[What you have to do]
With no omissions, write out every record given below.

[Input]
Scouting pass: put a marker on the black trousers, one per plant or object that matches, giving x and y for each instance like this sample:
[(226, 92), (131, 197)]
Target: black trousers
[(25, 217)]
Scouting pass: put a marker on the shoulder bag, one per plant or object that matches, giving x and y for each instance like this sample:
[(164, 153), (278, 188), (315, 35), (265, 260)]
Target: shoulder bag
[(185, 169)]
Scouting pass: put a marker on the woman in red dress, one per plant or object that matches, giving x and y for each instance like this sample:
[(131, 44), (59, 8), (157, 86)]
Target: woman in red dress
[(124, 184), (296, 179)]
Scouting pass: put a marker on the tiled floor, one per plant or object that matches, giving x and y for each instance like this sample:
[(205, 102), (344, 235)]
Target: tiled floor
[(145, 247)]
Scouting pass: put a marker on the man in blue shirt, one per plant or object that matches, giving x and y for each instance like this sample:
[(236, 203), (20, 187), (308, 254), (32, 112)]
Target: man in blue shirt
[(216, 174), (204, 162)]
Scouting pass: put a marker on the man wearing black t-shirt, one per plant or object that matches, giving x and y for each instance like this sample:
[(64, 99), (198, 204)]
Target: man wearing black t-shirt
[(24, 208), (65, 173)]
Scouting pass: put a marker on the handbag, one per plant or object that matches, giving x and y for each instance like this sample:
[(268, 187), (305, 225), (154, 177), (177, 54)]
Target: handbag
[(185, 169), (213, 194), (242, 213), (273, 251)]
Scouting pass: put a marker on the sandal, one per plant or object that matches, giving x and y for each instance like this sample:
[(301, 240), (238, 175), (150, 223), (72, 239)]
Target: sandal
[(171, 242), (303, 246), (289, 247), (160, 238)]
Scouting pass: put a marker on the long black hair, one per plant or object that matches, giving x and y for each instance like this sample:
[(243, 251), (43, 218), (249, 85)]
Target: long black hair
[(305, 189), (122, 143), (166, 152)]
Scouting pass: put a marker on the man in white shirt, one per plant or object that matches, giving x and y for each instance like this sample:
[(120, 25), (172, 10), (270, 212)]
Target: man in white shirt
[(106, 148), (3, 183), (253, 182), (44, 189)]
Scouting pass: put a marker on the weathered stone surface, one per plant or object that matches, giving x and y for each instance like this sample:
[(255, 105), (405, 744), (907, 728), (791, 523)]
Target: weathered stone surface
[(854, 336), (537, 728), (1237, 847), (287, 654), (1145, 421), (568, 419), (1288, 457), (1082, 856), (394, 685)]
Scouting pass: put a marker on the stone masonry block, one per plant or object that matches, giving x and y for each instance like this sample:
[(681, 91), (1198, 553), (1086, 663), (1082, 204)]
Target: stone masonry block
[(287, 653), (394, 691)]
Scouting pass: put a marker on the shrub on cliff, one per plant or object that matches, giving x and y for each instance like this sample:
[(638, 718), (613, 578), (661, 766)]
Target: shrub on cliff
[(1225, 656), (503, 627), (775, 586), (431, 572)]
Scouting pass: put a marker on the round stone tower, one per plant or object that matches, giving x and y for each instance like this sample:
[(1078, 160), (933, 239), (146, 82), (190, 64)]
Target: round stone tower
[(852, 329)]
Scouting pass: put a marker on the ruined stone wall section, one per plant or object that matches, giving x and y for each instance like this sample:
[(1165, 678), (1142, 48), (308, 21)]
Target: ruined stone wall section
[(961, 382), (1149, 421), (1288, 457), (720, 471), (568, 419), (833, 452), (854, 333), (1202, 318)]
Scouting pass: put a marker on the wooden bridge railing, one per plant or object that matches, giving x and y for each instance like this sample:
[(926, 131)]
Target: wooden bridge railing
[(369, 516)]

[Expected answer]
Scouting pass: put a marker on the black trousers, one per plant or object that matches, giving x and y for each instance like this sample:
[(226, 92), (131, 197)]
Target: black trousers
[(25, 217)]
Scouting pass: put a marker on the shoulder bag, one per plant or object that matches, giving x and y for each instance like this sample:
[(164, 153), (278, 188), (315, 35), (265, 260)]
Target: shoulder bag
[(185, 169)]
Scouting pass: put a marker on the woman in red dress, one per plant or object that matches, giving x and y for each instance like this sample:
[(131, 44), (59, 8), (157, 86)]
Target: woman in red dress
[(124, 184), (296, 179)]
Scouting pass: put a marker on the tiled floor, one per plant or object that matches, giving x and y for each instance like this sample:
[(205, 102), (344, 235)]
Target: tiled floor
[(145, 247)]
Scouting pass: put a marker on the man in blue shirt, one per plant or object that matches, giving x and y for each instance like this sample:
[(236, 203), (20, 187), (308, 254), (32, 112)]
Target: man in blue shirt
[(216, 174), (204, 162)]
Scouting pass: put a marker on the man wearing black t-shirt, one per plant or object that matches, giving x and y for each instance like this sample:
[(64, 99), (198, 204)]
Target: man wearing black t-shirt
[(24, 208), (65, 173)]
Scouting pass: put a marker on the handbag, one per plant or object that matches, giving x and y for each instance like this sample:
[(268, 187), (305, 225), (154, 177), (177, 54)]
Target: handbag
[(185, 169), (213, 194), (242, 213), (273, 251)]
Scouting pass: put a marker on the sandal, one per plant or object that matches, giving x and y for each instance like this sample:
[(301, 240), (238, 175), (150, 223), (72, 239)]
Target: sandal
[(171, 242), (303, 246), (289, 247), (160, 238)]
Scouting pass: put a marker on the long black hair, one per plant or object that matches, giving x and y for each instance like this sample:
[(243, 251), (43, 218), (249, 85)]
Target: long black hair
[(305, 189), (122, 143), (166, 152)]
Scouting pass: put a marker on the man in white shirt, one per plant or object that matches, giving x and y for each instance like this sample:
[(120, 25), (172, 10), (270, 212)]
Target: man in white shirt
[(106, 148), (3, 183), (253, 182), (44, 189)]
Scouting pass: put a marker on the weathered stone surface, one per plant or object that matches, giving x and y for each instance like this sample:
[(255, 105), (405, 744), (907, 728), (791, 523)]
Target: weathered stone surface
[(854, 336), (537, 728), (1237, 847), (287, 654), (1145, 421), (568, 419), (1288, 457), (1082, 856), (394, 685)]
Scouting pass: put a marker on the stone masonry block, one per plant or object that matches, giving x and y for each instance like this sample:
[(681, 91), (1198, 553), (1086, 663), (1082, 204)]
Target: stone masonry block
[(287, 653), (394, 691)]
Scouting pass: put a marker on the shrub on cliff, one per plant or object that matches, giving x and y for each instance like this sample:
[(638, 718), (613, 578), (661, 766)]
Target: shrub on cliff
[(1225, 656), (503, 627), (775, 586), (431, 572)]
Scouting pass: put a marker on the round stone tower, one per plant or object that matches, giving x and y for each instance like this sample:
[(1078, 160), (933, 239), (146, 82), (190, 64)]
Target: round stone tower
[(852, 329)]
Scouting pass: put a marker on the ruined stone wall section, one per plant or object that matches, giving x and y for each instance like this sample:
[(1165, 678), (1142, 48), (308, 21)]
Target: ruined stone wall section
[(961, 382), (1149, 421), (1288, 457), (720, 471), (568, 419), (833, 452), (854, 333), (1202, 318)]
Scouting pass: put a marker on the wooden bridge railing, one per plant or object that matches, giving x and y for each instance like this sample:
[(926, 131)]
Target: wooden bridge railing
[(369, 516)]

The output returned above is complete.